TASK BRIEF: The records are to be reproduced verbatim.

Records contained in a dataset
┄┄┄┄┄┄┄┄┄┄┄┄┄┄┄┄┄┄┄┄
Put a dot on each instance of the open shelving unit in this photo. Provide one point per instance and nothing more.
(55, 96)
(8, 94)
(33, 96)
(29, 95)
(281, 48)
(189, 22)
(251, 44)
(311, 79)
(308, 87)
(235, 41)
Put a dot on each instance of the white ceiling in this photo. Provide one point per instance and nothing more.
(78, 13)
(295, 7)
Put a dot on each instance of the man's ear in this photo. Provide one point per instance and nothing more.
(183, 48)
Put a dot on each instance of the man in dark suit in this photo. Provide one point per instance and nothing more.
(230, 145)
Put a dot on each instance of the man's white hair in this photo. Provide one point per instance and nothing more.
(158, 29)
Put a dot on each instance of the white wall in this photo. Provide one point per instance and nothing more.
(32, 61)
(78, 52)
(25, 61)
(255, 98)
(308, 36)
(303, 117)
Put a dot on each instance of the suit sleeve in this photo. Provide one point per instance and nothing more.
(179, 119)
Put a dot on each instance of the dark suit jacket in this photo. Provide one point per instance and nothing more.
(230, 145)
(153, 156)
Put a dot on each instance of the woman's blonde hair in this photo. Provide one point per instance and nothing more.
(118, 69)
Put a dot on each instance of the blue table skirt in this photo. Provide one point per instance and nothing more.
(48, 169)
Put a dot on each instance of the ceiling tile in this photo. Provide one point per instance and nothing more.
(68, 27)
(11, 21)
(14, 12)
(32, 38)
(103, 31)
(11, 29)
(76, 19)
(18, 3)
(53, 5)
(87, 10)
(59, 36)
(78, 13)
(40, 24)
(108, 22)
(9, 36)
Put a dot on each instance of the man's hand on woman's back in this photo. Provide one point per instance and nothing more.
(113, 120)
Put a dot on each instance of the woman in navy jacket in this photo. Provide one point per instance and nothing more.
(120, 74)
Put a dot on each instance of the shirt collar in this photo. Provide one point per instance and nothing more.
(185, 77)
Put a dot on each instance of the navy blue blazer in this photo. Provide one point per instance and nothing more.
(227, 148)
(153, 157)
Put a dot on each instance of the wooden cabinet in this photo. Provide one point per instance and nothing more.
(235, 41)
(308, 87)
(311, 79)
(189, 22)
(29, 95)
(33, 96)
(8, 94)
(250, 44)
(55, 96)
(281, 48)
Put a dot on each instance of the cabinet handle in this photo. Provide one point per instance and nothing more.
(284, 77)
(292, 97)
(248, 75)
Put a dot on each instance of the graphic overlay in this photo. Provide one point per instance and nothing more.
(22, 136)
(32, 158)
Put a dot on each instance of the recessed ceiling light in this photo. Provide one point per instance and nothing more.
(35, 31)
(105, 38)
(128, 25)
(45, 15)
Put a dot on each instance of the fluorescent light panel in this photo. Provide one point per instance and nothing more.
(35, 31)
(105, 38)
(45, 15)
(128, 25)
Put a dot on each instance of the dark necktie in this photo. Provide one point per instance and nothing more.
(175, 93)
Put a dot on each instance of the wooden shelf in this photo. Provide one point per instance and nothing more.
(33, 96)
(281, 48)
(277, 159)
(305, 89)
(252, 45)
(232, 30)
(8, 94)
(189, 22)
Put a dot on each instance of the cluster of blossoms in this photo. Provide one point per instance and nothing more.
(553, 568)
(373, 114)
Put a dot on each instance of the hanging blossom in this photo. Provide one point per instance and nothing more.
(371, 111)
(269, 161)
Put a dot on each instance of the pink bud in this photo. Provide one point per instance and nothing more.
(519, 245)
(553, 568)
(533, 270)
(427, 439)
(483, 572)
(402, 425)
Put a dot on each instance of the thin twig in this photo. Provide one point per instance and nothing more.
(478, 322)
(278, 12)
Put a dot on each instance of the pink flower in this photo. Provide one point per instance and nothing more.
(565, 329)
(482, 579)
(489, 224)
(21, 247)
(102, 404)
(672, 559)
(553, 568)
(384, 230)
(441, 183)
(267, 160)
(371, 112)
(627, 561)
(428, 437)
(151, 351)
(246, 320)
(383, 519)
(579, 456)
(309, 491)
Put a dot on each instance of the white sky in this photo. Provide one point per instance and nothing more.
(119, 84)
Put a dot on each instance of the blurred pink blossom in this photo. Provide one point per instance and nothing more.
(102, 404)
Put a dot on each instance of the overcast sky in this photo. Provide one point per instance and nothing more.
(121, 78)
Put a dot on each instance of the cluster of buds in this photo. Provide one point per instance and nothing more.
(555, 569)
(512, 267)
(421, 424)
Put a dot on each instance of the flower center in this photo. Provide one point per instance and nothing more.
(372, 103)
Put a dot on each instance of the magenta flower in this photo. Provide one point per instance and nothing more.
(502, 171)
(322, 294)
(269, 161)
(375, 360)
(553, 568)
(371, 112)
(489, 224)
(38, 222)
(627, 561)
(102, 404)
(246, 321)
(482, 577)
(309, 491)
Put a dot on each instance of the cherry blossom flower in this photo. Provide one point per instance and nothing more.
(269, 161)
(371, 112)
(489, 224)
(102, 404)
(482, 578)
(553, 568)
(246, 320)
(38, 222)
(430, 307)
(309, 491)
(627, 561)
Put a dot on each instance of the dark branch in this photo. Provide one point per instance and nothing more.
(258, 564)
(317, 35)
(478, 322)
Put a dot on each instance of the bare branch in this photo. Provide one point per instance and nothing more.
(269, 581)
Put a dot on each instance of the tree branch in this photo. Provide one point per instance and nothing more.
┄┄┄┄┄┄┄┄┄┄┄┄┄┄┄┄┄┄┄┄
RESULT FOR THIS EXERCISE:
Put a dot on each instance of the open shelving unit in this photo. Provide one point per instance and nothing more.
(55, 96)
(8, 94)
(33, 96)
(29, 95)
(281, 48)
(189, 22)
(251, 44)
(311, 79)
(308, 87)
(235, 41)
Put a dot on each instance of the white ceiling in this photo. Provide one point per instance and nothing more.
(78, 13)
(295, 7)
Put a dot on each instance of the man's ear in this photo. Provide one point per instance and nothing more.
(183, 48)
Put a dot on each instance of the man in dark suit in this photo. Provide one point per instance and nothing more.
(230, 145)
Put a dot on each instance of the man's white hair in this photo. Provide one point per instance and nothing more.
(158, 29)
Put a dot on each instance of the white wall in this photo. Provide one point per instance and nothing more.
(32, 61)
(78, 52)
(25, 61)
(255, 98)
(308, 36)
(303, 117)
Put a dot on each instance of the suit sleeve in this photo. Provide one point per instance and nothing more.
(179, 119)
Put a dot on each instance of the dark suit jacket in this photo. Provide one point per instance and nothing more.
(230, 145)
(153, 156)
Put a dot on each instance of the woman's blonde hair in this photo. Provide one point per instance and nothing more.
(118, 69)
Put a dot on each instance of the blue table skirt in this photo. Provide one point per instance and nothing more.
(48, 169)
Put a dot on each instance of the ceiling tile in this photo. Provide one point per instance and nothing more.
(68, 27)
(11, 21)
(14, 12)
(32, 38)
(103, 31)
(11, 29)
(76, 19)
(18, 3)
(53, 5)
(87, 10)
(59, 36)
(78, 13)
(40, 24)
(108, 22)
(9, 36)
Put a dot on each instance of the man's hand on woman's back in this photo. Provide one point per instance and nothing more.
(113, 120)
Put a dot on each instance of the woman in navy jacket in this photo. Provide one point per instance and nothing more.
(120, 74)
Put a dot on each instance of the shirt collar in this photo. Provide one point per instance and nothing more.
(185, 77)
Put a dot on each instance of the navy blue blazer in this photo. Provide one point per instance and nothing more.
(227, 148)
(153, 157)
Put a dot on each instance of the wooden cabinet in this photo. Provide one point per instance and nothing more.
(235, 41)
(308, 87)
(311, 79)
(189, 22)
(29, 95)
(33, 96)
(8, 94)
(250, 44)
(55, 96)
(281, 48)
Put a dot on each instance of the cabinet handle in this photo. Provide one point per instance and nothing more.
(284, 77)
(292, 97)
(248, 75)
Put a dot on each instance of the graphic overlay in this photo. Provide one point per instance and nothing more.
(22, 136)
(32, 158)
Put a dot on each instance of the recessed ceiling light in this photo. Provide one point per instance and nothing more.
(35, 31)
(105, 38)
(128, 25)
(45, 15)
Put a dot on each instance of the fluorescent light panel in this photo. Provide one point per instance and nothing more.
(35, 31)
(105, 38)
(45, 15)
(128, 25)
Put a dot on each instance of the dark necktie in this photo. Provide one point per instance and nothing more.
(175, 93)
Put a dot on each instance of the wooden shelf in this photo. Provide one point per instance and nothing more.
(33, 96)
(281, 48)
(277, 159)
(305, 89)
(252, 45)
(232, 30)
(8, 94)
(189, 22)
Put a dot on each instance of the cluster of blossoms in this photo. Provide one point per instance and nothing more.
(553, 568)
(373, 114)
Put a dot on each instance of the hanging blossom in this photo. Provide one point per instance and nothing more.
(371, 111)
(269, 161)
Put a dot on each instance of the pink bud in this photo. Provide one point per instance and nothing more.
(519, 245)
(553, 568)
(533, 270)
(427, 439)
(483, 572)
(402, 425)
Put a dot on each instance of the thin twig in this photo. Provide one point per instance and nothing more.
(478, 322)
(278, 12)
Put a dot on each instance of the pink flower in this photo. Provide one point per instance and nothing more.
(565, 329)
(482, 579)
(489, 224)
(21, 247)
(102, 404)
(672, 559)
(553, 568)
(384, 230)
(441, 183)
(267, 160)
(371, 112)
(627, 561)
(428, 437)
(151, 351)
(246, 320)
(383, 519)
(579, 456)
(309, 491)
Put a dot on each instance of the white sky in this photo. Provide one point per instance and nothing more.
(119, 84)
Put a dot on each instance of the blurred pink blossom in this photo. Provide one point per instance and nothing more.
(102, 404)
Put a dot on each instance of the overcast sky in this photo. Provide one point per instance and nothing more.
(121, 78)
Put a dot on each instance of the cluster of buds in this photo. Provide one point per instance and nothing more.
(555, 569)
(512, 267)
(421, 424)
Put a dot on each instance of the flower center in this photo. Provide one point per instance and nothing more.
(372, 103)
Put a dot on each instance of the magenta flower in this photo. Provide one point per instance and nothing more.
(502, 171)
(322, 294)
(269, 161)
(375, 360)
(553, 568)
(371, 112)
(489, 224)
(38, 222)
(627, 561)
(102, 404)
(246, 321)
(482, 577)
(309, 491)
Put a dot on each instance of the cherry blossom flower in this photo. Provide one point per instance and nothing more.
(269, 161)
(371, 112)
(489, 224)
(102, 404)
(482, 578)
(553, 568)
(246, 320)
(38, 222)
(430, 307)
(309, 491)
(627, 561)
Put a dot on each instance of the dark branch in this photo. Provide one point per instance and nothing more.
(258, 564)
(317, 35)
(478, 322)
Put a dot on each instance of the bare branch in this photo. Provide one point per instance and nothing more.
(269, 581)
Put a dot on each instance of the tree branch in this photo. Provide one point per instance and nothing more.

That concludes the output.